Pull out each line of the entries below that contains the string "floor". Case counts.
^^^^
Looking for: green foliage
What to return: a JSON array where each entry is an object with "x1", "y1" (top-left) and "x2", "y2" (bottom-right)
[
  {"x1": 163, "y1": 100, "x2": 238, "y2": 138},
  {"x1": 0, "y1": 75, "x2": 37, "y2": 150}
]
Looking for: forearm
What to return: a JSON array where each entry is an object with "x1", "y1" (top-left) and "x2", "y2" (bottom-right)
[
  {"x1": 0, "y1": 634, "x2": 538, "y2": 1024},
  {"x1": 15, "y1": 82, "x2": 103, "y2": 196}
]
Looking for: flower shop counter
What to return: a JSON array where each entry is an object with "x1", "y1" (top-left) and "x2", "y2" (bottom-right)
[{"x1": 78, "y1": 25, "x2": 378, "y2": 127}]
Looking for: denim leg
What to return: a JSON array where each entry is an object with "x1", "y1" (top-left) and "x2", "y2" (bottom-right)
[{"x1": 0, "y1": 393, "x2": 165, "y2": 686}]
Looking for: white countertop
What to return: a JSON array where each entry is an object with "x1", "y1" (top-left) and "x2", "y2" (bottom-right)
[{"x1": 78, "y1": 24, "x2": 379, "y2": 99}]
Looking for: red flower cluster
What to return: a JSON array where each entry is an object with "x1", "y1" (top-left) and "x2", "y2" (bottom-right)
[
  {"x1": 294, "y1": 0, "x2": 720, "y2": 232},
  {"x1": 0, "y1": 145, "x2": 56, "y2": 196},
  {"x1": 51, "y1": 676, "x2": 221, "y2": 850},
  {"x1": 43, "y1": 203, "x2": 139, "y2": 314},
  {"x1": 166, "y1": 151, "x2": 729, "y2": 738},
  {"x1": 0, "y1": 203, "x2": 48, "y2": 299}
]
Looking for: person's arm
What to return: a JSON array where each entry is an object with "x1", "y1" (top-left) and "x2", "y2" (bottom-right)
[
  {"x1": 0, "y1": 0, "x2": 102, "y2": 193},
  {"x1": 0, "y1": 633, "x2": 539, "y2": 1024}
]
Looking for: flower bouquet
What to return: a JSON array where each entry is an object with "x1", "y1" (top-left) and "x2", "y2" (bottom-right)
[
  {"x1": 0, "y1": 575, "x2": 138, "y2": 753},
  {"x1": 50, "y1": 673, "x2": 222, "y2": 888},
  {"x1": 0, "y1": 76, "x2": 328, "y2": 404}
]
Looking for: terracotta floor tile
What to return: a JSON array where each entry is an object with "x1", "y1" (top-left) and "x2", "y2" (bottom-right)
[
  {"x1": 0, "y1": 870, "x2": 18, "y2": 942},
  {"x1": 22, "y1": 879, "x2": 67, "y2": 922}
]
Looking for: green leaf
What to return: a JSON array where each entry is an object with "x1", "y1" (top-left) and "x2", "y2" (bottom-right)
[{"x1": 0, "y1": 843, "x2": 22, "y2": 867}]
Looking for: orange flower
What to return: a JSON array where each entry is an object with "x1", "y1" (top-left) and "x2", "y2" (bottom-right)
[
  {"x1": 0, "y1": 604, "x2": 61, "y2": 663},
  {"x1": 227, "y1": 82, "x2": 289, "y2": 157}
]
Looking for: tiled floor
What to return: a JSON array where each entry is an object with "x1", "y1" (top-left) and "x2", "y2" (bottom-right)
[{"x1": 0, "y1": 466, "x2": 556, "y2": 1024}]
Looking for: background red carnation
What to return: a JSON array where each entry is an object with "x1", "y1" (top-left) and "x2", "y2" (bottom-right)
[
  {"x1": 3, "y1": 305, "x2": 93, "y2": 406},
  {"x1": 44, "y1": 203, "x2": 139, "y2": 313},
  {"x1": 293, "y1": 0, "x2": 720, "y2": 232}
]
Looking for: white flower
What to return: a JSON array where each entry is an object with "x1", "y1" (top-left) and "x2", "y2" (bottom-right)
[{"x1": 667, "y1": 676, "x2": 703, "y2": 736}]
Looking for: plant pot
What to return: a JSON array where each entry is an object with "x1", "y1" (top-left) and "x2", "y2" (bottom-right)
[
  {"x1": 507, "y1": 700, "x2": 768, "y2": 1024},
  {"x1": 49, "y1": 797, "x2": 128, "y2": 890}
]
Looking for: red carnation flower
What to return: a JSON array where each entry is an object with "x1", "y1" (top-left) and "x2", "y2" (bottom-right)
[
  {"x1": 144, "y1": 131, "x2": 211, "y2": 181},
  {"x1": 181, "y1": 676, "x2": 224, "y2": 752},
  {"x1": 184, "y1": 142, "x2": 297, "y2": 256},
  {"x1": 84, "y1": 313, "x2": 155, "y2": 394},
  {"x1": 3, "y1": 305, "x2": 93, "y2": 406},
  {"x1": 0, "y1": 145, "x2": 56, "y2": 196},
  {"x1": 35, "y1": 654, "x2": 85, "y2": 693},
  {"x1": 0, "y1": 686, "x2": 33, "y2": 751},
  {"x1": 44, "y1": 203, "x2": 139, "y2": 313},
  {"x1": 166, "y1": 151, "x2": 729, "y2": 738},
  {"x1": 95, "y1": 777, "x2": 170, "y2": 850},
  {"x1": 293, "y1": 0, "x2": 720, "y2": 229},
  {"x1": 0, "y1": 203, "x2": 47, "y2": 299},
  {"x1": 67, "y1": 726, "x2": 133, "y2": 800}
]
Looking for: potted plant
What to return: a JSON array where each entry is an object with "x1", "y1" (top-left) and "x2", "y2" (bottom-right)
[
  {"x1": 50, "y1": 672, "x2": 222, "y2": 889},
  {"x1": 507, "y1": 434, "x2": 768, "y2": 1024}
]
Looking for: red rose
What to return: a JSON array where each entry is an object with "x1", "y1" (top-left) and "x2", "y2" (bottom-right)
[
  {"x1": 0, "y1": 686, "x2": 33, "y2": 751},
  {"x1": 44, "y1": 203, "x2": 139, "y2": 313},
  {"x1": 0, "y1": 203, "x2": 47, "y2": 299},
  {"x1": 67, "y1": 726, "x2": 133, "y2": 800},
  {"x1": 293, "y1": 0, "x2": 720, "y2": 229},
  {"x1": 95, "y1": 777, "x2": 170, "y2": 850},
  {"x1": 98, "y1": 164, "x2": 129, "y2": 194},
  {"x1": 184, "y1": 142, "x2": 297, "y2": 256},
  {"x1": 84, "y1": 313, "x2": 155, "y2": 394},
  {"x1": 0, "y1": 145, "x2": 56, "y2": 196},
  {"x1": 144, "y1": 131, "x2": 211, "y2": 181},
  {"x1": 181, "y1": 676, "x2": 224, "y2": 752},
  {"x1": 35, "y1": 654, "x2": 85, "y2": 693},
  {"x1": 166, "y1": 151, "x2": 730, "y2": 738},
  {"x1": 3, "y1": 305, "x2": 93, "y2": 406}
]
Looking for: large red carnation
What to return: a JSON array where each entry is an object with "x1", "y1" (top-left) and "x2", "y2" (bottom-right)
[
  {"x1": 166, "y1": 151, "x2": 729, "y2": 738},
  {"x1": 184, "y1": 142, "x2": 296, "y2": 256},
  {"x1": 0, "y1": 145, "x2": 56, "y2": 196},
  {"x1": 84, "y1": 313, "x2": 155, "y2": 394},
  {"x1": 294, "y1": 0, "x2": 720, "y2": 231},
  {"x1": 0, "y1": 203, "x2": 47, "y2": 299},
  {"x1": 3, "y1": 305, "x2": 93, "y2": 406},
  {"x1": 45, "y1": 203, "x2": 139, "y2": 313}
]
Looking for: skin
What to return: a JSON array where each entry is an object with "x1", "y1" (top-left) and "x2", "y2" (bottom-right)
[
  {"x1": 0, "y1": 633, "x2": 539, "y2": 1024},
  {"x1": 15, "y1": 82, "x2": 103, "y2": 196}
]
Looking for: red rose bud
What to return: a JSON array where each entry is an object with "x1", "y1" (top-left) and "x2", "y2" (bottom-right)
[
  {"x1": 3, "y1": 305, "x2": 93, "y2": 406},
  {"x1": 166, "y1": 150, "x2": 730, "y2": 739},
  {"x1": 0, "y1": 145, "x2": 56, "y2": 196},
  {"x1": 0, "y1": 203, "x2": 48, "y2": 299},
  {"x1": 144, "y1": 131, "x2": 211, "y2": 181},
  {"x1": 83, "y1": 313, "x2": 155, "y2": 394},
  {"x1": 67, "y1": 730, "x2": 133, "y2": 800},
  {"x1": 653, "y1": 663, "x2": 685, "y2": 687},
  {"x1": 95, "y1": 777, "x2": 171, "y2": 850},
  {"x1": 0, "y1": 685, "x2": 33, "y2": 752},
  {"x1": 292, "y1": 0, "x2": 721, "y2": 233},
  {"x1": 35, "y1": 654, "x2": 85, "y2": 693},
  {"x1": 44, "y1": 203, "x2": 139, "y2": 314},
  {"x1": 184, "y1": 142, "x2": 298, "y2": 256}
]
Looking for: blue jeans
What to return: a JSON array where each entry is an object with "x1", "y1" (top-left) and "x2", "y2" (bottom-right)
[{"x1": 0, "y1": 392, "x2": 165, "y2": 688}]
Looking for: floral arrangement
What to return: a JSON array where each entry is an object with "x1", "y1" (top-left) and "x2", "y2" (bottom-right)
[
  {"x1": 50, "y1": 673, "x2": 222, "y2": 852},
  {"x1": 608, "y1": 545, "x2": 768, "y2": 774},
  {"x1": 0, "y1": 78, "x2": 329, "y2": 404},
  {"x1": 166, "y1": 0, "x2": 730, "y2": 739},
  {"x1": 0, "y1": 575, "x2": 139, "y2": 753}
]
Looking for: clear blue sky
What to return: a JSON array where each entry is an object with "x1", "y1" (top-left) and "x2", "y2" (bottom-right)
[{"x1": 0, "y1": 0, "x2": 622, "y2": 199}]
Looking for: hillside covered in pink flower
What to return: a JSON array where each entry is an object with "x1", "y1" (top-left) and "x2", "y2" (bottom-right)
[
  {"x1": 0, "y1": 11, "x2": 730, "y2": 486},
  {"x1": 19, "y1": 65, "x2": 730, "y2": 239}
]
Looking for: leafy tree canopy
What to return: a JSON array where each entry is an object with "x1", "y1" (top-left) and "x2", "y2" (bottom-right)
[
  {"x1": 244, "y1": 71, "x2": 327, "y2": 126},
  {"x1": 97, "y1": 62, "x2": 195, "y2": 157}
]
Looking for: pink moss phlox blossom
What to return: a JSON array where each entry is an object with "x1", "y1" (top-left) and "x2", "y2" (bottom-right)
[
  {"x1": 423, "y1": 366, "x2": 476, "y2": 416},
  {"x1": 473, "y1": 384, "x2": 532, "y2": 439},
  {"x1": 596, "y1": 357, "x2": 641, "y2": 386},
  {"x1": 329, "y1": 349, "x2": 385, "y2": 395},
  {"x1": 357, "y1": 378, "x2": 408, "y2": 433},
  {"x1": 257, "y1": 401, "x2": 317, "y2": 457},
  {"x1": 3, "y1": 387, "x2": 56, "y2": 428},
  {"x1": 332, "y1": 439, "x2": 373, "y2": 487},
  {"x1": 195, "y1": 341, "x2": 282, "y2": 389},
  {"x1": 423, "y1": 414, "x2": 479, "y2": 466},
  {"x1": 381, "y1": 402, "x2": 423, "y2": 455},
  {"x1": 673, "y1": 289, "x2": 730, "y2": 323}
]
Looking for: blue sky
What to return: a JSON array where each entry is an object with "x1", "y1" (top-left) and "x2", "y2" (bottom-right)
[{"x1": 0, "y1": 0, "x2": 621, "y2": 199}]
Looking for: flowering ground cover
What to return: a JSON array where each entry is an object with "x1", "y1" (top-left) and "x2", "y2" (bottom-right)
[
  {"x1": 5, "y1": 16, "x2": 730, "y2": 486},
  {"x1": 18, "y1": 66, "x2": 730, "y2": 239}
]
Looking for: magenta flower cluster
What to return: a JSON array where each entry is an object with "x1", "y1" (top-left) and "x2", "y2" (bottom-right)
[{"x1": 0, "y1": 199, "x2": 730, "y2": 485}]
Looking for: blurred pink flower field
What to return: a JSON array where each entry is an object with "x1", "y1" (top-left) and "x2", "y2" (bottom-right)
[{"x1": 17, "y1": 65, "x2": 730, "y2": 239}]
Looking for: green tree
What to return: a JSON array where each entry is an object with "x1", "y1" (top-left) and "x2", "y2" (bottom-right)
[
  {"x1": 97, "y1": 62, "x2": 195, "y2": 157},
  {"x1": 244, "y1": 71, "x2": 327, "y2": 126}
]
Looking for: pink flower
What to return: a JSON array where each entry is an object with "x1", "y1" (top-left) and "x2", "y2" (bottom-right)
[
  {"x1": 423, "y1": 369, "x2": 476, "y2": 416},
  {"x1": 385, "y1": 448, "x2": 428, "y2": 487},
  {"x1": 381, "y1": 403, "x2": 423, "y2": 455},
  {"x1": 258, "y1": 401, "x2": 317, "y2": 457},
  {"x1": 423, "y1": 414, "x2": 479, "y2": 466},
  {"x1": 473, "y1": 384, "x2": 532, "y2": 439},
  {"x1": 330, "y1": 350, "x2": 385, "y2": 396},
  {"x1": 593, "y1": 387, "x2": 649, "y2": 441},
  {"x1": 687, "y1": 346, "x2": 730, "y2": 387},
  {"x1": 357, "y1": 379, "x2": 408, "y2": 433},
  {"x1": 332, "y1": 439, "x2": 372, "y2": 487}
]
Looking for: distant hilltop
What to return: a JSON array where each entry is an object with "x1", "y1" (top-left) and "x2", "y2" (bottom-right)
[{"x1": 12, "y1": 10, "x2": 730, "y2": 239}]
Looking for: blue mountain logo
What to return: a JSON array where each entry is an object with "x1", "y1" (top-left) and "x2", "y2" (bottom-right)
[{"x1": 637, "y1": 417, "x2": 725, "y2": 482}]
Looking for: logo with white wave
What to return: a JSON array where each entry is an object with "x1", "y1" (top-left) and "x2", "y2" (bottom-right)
^^^^
▶ _RESULT OF THIS EXERCISE_:
Looking for: terracotta floor tile
Looking for: tiled floor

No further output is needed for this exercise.